前回の連載(#7)の最後で、「BIMソフトで一貫というフローではなく、今使っているソフト中心で、かつ最初は旧式の2D図面のやりとりも含まれても構わない。可能な限りステップ・バイ・ステップで情報化を進めていけば良い」と書きました。
とはいえ、「情報化」していくための基本のソフトウェアとしてはやはりBIMソフトに一日の長があります。2D-CADでは「情報化」に限界があります。それはどこまでいっても人が脳内で情報に変換するための画像でしかないからです。
そこでBIMソフトを導入し、「よし、BIM化だ!」とスタートを切ることになるわけですが、ここでさまざまな課題に直面します。
立ちはだかるさまざまな課題
BIMソフトは価格的にも高いので、いきなり出だしで導入コストの高さに躊躇してしまいます。また、導入後にも2D-CADとは比べ物にならない運用コストがかかります。モデル作成や図面化にあたり、「テンプレート」や「3D部品(ファミリ)」といったものを準備する必要があるのですが、初心者がそれらを独自に準備するのは大変です。
そしてBIMの真骨頂はデータ連携にあるのですが、各種プロパティの設定が後の工程でどのように利用されるかを計算して設定していくことはかなりの上級編です。また、入力作業効率を上げることも大事なのですが、ソフト標準のツールではなかなか思うようにいかないこともあり、ソフトのカスタマイズも重要性を帯びてきます。
困難を解決する「木造版BooT.one」
そこで弊社は、これまでBIMソフトで設計業務を行うことで感じている上記のような問題点を解決すべく、「テンプレート」「ファミリ」「ツール」の3つについて実績のある応用技術用の「BooT.one」を拡張する形で、木造建築物に対応する開発をスタートしました。

*演習の課題:*
1. 本文で、応用技術用の「BooT.one」に実績があるとされている3つをすべて挙げてください。
2. 本文から、「前回の連載(#7)の最後で、」を含む箇所から書き写し始め、「イズも重要性を帯びてきます。」まで書き写してください。
本文だけを手がかりにして取り組んでください。

*項目の抜粋:*
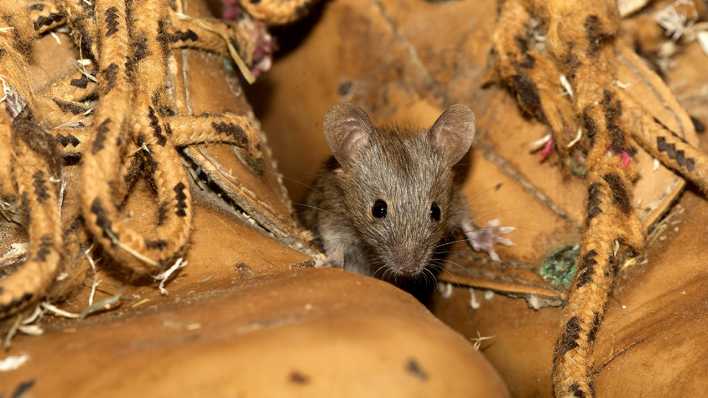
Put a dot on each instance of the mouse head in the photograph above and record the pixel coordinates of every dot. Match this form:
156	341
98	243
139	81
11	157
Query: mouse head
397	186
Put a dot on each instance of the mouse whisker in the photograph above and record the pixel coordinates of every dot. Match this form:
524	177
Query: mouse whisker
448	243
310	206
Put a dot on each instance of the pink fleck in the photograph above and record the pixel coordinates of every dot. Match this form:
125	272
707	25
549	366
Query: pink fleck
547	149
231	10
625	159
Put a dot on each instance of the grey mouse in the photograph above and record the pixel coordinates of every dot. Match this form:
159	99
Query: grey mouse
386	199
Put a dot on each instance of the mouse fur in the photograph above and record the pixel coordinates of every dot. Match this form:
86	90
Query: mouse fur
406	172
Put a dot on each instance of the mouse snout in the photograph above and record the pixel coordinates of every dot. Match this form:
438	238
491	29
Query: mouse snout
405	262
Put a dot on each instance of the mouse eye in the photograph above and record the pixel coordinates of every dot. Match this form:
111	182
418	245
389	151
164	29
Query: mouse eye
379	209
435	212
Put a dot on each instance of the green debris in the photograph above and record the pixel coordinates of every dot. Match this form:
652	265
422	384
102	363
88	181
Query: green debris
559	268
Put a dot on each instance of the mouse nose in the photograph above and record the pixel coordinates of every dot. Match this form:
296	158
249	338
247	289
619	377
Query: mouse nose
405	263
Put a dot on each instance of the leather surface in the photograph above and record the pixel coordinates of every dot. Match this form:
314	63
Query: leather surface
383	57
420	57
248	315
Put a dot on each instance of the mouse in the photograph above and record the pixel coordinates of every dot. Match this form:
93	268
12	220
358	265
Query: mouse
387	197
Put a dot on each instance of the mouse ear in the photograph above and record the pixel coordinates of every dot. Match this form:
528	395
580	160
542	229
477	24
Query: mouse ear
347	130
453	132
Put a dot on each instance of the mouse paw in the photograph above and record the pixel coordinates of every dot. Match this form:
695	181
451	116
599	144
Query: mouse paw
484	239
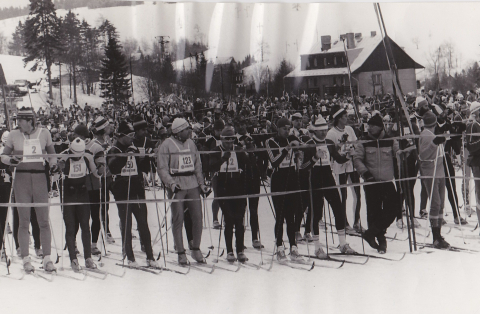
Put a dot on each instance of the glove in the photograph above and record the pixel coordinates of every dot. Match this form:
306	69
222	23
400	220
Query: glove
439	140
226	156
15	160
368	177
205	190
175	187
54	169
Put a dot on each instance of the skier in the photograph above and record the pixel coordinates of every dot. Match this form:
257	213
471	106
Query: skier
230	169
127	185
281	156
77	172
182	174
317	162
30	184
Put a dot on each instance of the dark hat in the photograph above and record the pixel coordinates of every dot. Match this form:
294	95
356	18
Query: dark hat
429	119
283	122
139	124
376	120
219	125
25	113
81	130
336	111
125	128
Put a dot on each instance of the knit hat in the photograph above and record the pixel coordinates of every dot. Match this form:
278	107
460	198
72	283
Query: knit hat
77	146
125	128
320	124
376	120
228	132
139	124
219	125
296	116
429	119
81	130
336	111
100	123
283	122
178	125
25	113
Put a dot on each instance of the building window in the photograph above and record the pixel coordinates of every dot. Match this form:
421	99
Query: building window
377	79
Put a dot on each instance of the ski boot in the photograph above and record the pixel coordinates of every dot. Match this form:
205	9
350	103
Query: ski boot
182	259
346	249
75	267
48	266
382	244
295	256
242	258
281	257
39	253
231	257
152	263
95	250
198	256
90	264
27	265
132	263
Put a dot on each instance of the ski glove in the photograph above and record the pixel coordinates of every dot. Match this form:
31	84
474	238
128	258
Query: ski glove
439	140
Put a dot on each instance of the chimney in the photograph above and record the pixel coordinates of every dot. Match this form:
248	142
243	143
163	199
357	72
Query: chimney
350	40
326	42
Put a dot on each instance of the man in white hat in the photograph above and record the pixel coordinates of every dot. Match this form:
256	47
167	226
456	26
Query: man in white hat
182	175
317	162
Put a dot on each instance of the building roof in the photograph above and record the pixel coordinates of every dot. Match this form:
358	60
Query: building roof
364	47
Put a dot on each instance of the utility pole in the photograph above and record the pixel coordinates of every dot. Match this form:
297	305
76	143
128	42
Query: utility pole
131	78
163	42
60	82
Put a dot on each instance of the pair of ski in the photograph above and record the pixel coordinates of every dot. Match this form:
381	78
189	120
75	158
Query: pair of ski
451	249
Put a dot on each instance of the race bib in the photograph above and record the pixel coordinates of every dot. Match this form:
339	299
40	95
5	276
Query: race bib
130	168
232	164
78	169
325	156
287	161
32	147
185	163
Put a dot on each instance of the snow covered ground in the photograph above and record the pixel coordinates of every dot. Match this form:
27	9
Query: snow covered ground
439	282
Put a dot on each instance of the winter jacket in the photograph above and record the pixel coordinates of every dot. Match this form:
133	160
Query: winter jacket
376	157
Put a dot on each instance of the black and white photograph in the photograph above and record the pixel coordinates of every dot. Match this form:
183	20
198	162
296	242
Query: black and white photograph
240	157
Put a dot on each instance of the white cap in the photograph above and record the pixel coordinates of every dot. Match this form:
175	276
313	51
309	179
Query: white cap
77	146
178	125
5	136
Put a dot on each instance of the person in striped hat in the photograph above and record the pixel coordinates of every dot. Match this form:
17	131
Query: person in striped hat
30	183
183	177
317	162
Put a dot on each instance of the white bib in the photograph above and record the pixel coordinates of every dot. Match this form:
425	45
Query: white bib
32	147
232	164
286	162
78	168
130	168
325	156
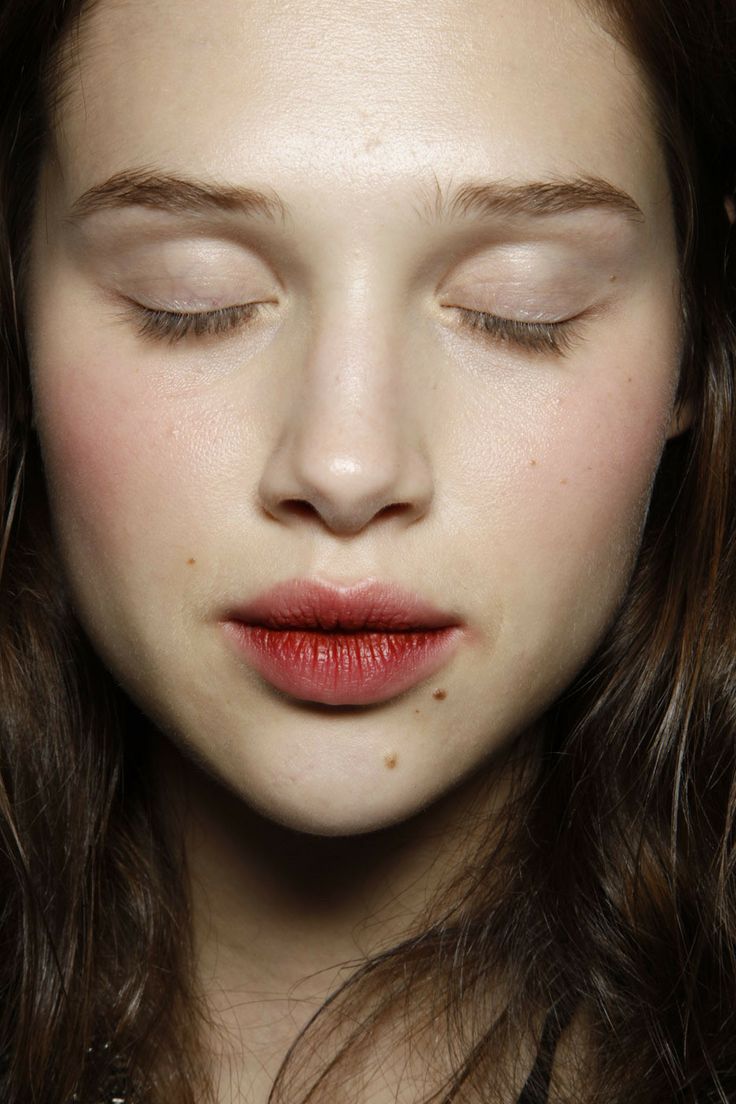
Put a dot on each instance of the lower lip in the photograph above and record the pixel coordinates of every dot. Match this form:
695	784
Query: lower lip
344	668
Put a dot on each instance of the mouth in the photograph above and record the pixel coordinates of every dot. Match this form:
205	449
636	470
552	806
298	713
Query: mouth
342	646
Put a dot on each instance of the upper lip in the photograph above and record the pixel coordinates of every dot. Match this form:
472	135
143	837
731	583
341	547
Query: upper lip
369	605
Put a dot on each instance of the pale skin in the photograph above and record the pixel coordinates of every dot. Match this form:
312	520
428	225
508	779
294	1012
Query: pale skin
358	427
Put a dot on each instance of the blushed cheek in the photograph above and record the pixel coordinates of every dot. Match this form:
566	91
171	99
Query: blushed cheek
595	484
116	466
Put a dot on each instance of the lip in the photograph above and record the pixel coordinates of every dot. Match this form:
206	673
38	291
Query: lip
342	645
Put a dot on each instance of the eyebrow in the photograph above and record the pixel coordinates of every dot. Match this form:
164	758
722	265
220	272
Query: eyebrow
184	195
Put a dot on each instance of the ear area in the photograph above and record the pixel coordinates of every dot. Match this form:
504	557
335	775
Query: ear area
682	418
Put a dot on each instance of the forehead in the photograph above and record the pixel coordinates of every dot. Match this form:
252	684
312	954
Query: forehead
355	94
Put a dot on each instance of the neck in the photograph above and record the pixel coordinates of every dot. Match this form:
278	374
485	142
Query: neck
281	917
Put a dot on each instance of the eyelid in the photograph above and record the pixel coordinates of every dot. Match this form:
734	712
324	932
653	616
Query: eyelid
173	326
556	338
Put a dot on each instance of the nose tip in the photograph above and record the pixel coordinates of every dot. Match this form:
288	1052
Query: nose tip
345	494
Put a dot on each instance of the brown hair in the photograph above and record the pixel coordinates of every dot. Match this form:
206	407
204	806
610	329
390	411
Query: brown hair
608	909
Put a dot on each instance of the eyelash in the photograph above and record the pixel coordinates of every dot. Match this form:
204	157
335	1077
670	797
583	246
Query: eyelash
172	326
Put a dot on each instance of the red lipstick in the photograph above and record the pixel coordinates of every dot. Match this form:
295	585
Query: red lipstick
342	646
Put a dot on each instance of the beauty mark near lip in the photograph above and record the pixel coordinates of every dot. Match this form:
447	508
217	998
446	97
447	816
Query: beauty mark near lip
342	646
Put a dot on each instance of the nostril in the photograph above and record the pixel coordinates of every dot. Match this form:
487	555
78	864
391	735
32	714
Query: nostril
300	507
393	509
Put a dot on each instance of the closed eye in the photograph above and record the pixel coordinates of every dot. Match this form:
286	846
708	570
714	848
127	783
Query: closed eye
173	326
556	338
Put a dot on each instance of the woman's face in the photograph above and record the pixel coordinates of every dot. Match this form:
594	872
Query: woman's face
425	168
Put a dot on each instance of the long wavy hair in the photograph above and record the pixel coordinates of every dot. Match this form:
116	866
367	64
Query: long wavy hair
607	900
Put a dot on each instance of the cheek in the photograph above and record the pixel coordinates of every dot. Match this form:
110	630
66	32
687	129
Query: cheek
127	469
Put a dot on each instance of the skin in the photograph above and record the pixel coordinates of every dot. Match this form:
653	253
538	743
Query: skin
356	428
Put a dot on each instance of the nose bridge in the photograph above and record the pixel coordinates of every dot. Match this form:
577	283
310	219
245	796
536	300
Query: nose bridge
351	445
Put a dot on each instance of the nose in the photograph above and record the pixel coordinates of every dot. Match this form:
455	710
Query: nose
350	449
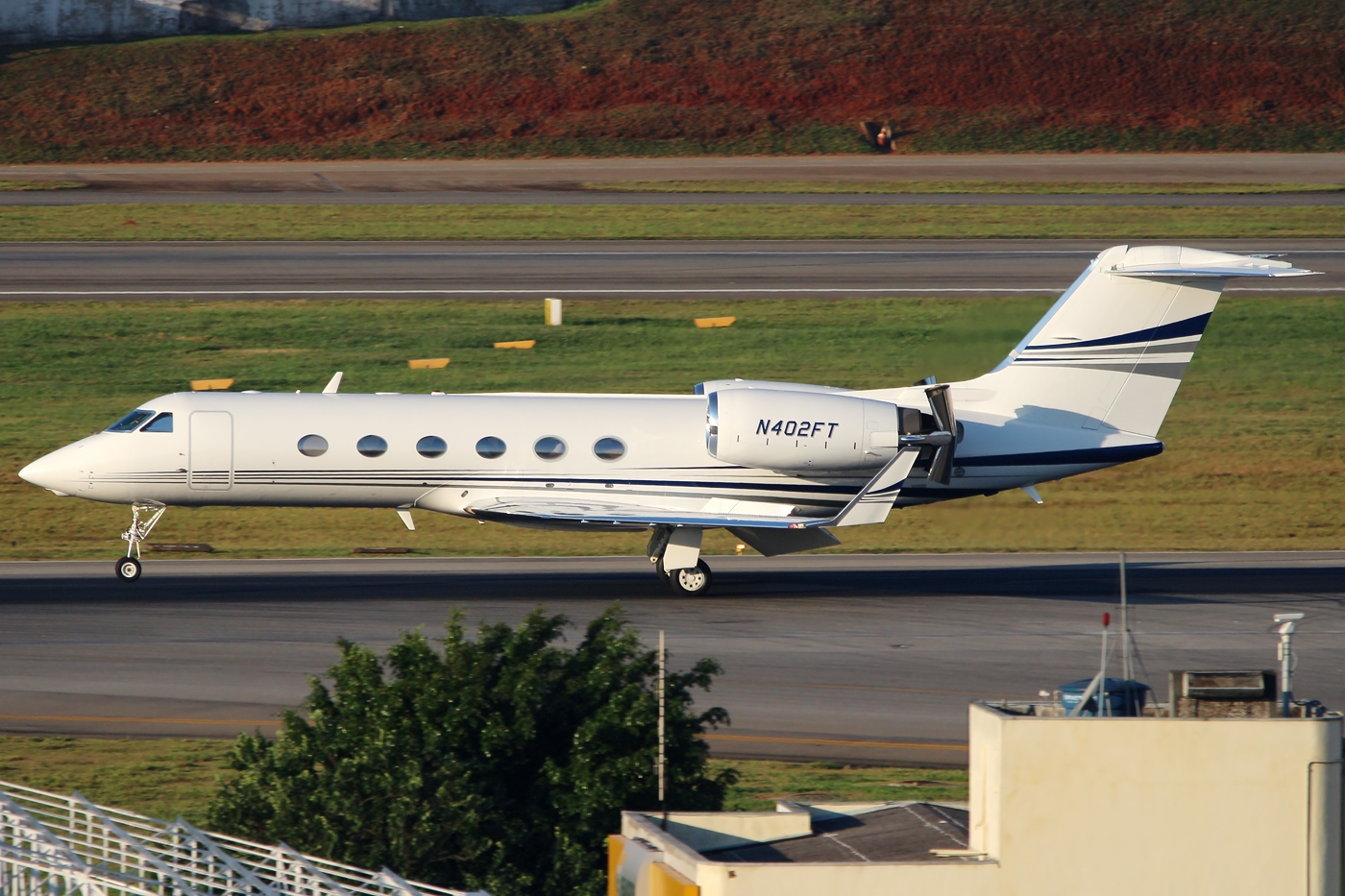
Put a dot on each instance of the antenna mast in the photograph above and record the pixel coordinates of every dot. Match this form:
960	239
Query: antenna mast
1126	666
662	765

*解答:*
1. テンプレート、ファミリ、ツール

2.
前回の連載(#7)の最後で、「BIMソフトで一貫というフローではなく、今使っているソフト中心で、かつ最初は旧式の2D図面のやりとりも含まれても構わない。可能な限りステップ・バイ・ステップで情報化を進めていけば良い」と書きました。
とはいえ、「情報化」していくための基本のソフトウェアとしてはやはりBIMソフトに一日の長があります。2D-CADでは「情報化」に限界があります。それはどこまでいっても人が脳内で情報に変換するための画像でしかないからです。
そこでBIMソフトを導入し、「よし、BIM化だ!」とスタートを切ることになるわけですが、ここでさまざまな課題に直面します。
立ちはだかるさまざまな課題
BIMソフトは価格的にも高いので、いきなり出だしで導入コストの高さに躊躇してしまいます。また、導入後にも2D-CADとは比べ物にならない運用コストがかかります。モデル作成や図面化にあたり、「テンプレート」や「3D部品(ファミリ)」といったものを準備する必要があるのですが、初心者がそれらを独自に準備するのは大変です。
そしてBIMの真骨頂はデータ連携にあるのですが、各種プロパティの設定が後の工程でどのように利用されるかを計算して設定していくことはかなりの上級編です。また、入力作業効率を上げることも大事なのですが、ソフト標準のツールではなかなか思うようにいかないこともあり、ソフトのカスタマイズも重要性を帯びてきます。